What is being asked: Output the text lines of the records below as a JSON list of strings, one string per line, skipping blank lines. Leave the pictures out.

Region labeling records:
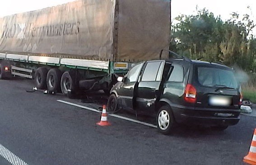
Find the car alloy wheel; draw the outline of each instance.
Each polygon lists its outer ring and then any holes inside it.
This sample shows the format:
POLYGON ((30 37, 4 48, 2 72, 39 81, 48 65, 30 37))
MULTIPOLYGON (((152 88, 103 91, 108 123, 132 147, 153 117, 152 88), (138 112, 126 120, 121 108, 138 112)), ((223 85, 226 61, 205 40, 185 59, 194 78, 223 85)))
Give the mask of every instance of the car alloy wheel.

Answer to this problem:
[
  "Find the car alloy wheel; draw the outline of each instance.",
  "Each polygon lists its outer ring and then any holes inside it.",
  "This sample shows the format:",
  "POLYGON ((30 37, 4 48, 2 72, 39 81, 48 65, 30 37))",
  "MULTIPOLYGON (((152 88, 103 91, 108 123, 132 147, 153 117, 152 88), (138 112, 126 120, 121 108, 138 112)), ((223 85, 226 61, 205 40, 185 59, 194 78, 223 85)))",
  "Give the mask of every instance of the car alloy wheel."
]